[Source material — start]

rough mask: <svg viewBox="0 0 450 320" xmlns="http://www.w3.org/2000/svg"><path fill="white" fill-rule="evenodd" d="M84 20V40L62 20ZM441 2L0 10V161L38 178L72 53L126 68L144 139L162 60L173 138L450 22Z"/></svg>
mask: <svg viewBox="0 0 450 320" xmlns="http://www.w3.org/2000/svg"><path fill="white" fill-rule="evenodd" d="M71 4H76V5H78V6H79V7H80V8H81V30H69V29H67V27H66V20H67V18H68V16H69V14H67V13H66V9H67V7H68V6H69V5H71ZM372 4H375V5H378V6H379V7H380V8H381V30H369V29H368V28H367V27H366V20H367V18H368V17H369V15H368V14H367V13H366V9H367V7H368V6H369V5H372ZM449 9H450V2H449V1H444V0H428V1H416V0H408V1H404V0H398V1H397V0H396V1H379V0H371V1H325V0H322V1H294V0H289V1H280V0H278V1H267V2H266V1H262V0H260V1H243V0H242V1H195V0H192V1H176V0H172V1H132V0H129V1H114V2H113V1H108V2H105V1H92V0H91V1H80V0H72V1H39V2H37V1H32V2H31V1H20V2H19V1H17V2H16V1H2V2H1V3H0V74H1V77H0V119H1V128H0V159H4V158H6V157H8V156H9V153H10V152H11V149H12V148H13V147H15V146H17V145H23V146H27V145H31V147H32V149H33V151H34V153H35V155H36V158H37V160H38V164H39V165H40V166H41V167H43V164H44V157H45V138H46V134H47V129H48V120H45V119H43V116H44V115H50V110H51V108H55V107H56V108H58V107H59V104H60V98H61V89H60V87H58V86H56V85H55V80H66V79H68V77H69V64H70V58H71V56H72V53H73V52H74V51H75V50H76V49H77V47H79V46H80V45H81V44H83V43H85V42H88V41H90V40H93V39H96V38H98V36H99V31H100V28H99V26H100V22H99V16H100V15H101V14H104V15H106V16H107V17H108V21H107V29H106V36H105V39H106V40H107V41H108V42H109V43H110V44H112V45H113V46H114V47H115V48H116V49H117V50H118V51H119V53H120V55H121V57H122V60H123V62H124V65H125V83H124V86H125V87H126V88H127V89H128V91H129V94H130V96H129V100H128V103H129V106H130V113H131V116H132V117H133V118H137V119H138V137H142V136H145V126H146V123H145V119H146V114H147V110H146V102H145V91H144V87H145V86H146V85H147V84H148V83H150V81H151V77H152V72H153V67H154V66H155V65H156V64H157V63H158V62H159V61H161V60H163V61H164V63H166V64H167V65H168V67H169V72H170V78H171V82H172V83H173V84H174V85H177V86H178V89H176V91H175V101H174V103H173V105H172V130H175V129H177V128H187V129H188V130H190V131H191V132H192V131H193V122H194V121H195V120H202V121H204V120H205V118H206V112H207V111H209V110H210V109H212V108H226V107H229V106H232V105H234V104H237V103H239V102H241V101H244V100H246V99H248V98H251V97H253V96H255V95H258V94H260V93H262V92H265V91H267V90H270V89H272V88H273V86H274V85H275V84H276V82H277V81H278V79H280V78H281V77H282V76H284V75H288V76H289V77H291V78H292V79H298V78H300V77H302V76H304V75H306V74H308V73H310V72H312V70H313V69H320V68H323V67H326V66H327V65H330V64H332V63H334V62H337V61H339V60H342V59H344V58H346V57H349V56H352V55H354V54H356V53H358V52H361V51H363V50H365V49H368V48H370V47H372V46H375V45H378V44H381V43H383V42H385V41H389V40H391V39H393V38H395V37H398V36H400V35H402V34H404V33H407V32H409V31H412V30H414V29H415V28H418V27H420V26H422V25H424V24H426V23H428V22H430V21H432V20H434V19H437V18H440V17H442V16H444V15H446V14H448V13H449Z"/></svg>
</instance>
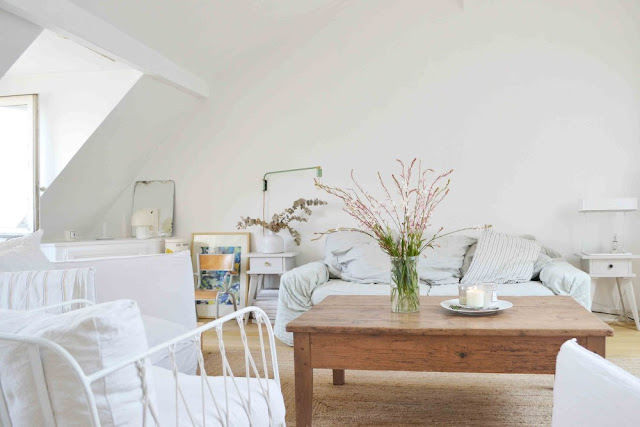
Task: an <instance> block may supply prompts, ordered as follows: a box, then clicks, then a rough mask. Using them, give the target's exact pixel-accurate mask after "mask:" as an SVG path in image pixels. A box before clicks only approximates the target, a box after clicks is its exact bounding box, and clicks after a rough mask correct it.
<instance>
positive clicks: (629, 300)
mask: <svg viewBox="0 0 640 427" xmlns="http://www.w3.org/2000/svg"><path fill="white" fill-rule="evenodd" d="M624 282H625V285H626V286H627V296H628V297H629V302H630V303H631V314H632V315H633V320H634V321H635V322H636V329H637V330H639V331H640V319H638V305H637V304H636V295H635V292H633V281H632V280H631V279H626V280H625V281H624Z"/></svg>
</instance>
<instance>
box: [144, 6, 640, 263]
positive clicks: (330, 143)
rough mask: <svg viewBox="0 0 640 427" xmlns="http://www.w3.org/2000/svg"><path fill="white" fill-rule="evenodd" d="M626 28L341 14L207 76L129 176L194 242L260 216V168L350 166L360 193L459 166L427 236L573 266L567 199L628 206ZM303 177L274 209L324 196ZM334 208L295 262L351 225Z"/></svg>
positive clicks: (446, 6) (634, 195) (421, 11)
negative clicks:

[Source material — finish]

| To do |
What is needed is an exact repeat of every entry above, with the pictures left out.

| Solution |
rough mask: <svg viewBox="0 0 450 320" xmlns="http://www.w3.org/2000/svg"><path fill="white" fill-rule="evenodd" d="M84 20V40L62 20ZM441 2L0 10V161L38 178L72 53L126 68L144 139L162 60L173 138L450 22Z"/></svg>
mask: <svg viewBox="0 0 450 320" xmlns="http://www.w3.org/2000/svg"><path fill="white" fill-rule="evenodd" d="M71 4H76V5H78V6H79V7H80V8H81V30H69V29H67V27H66V20H67V18H68V16H69V14H67V13H66V9H67V7H68V6H69V5H71ZM372 4H375V5H378V6H379V7H380V8H381V30H369V29H368V28H367V27H366V20H367V18H368V17H369V15H368V14H367V13H366V9H367V7H368V6H369V5H372ZM449 9H450V2H449V1H444V0H428V1H416V0H408V1H404V0H398V1H397V0H396V1H379V0H371V1H325V0H322V1H294V0H289V1H280V0H278V1H267V2H266V1H262V0H260V1H243V0H242V1H195V0H192V1H176V0H172V1H132V0H129V1H114V2H113V1H108V2H105V1H92V0H91V1H80V0H72V1H39V2H37V1H32V2H31V1H20V2H19V1H17V2H16V1H2V2H1V3H0V74H1V77H0V119H1V128H0V159H4V158H6V157H8V156H9V153H10V152H11V149H12V148H13V147H15V146H17V145H23V146H27V145H31V147H32V149H33V151H34V153H35V155H36V158H37V160H38V164H39V165H40V166H41V167H43V164H44V157H45V138H46V134H47V129H48V120H45V119H43V116H44V115H50V110H51V108H55V107H56V108H58V107H59V104H60V98H61V89H60V87H58V86H56V85H55V80H66V79H68V77H69V64H70V58H71V56H72V53H73V52H74V51H75V50H76V49H77V47H79V46H80V45H81V44H83V43H85V42H88V41H90V40H93V39H96V38H98V36H99V31H100V28H99V26H100V22H99V16H100V15H101V14H104V15H106V16H107V17H108V21H107V29H106V36H105V39H106V40H107V41H108V42H109V43H110V44H112V45H113V46H114V47H115V48H116V49H117V50H118V51H119V53H120V55H121V57H122V60H123V62H124V65H125V83H124V86H125V87H126V88H127V89H128V91H129V94H130V96H129V100H128V103H129V106H130V113H131V116H132V117H133V118H137V119H138V137H142V136H145V126H146V123H145V119H146V114H147V110H146V102H145V91H144V87H145V86H146V85H147V84H148V83H150V81H151V77H152V72H153V67H154V66H155V65H156V64H157V63H158V62H159V61H161V60H163V61H164V63H166V64H167V65H168V67H169V72H170V78H171V82H172V83H173V84H174V85H177V86H178V89H176V91H175V101H174V103H173V105H172V130H175V129H177V128H187V129H188V130H190V131H191V132H192V131H193V122H194V121H195V120H202V121H204V120H205V118H206V112H207V111H209V110H210V109H212V108H226V107H229V106H232V105H234V104H237V103H239V102H241V101H244V100H246V99H248V98H251V97H253V96H255V95H258V94H260V93H262V92H265V91H267V90H270V89H272V88H273V86H274V85H275V84H276V82H277V81H278V79H280V78H281V77H282V76H284V75H288V76H289V77H291V78H292V79H298V78H300V77H302V76H304V75H306V74H308V73H310V72H312V70H313V69H320V68H323V67H326V66H327V65H330V64H332V63H334V62H337V61H339V60H342V59H344V58H346V57H349V56H352V55H354V54H356V53H358V52H361V51H363V50H365V49H368V48H370V47H372V46H375V45H378V44H381V43H383V42H385V41H389V40H391V39H393V38H395V37H398V36H400V35H402V34H404V33H407V32H409V31H412V30H414V29H415V28H418V27H420V26H422V25H424V24H426V23H428V22H430V21H432V20H434V19H437V18H440V17H442V16H444V15H446V14H448V13H449Z"/></svg>
</instance>
Task: an <instance> block may supply prompts, ordered as follows: a box, then clicks, then a rough mask. Using them, give the target's exact pixel-accurate mask after "mask:" as an SVG path in image pixels. A box before clicks only approximates the target, a box after clicks is its exact bounding box, and clicks after a rough mask correct it.
<instance>
positive clicks: (629, 300)
mask: <svg viewBox="0 0 640 427" xmlns="http://www.w3.org/2000/svg"><path fill="white" fill-rule="evenodd" d="M624 282H625V285H626V286H627V296H628V297H629V302H630V303H631V314H632V315H633V320H634V321H635V322H636V329H637V330H639V331H640V319H638V305H637V304H636V295H635V292H633V281H632V280H631V279H626V280H625V281H624Z"/></svg>
</instance>
<instance>
box: [144, 6, 640, 263]
positive clicks: (330, 143)
rough mask: <svg viewBox="0 0 640 427" xmlns="http://www.w3.org/2000/svg"><path fill="white" fill-rule="evenodd" d="M626 28L341 14L207 76L129 176L194 242L260 216V168L350 166L360 193L459 166L427 236L573 266L567 199L628 206ZM303 177L274 209L324 196ZM334 208L295 262L351 225Z"/></svg>
positive clicks: (446, 6) (634, 195) (421, 11)
negative clicks:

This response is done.